* [Written problem]
From the records below, pull out each line that contains the word "thames". Case matters.

%%

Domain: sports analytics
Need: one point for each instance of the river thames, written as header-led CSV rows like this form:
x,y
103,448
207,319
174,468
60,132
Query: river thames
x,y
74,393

%%

* [The output]
Need: one point for each instance of the river thames, written as header-led CSV rows like this form:
Query: river thames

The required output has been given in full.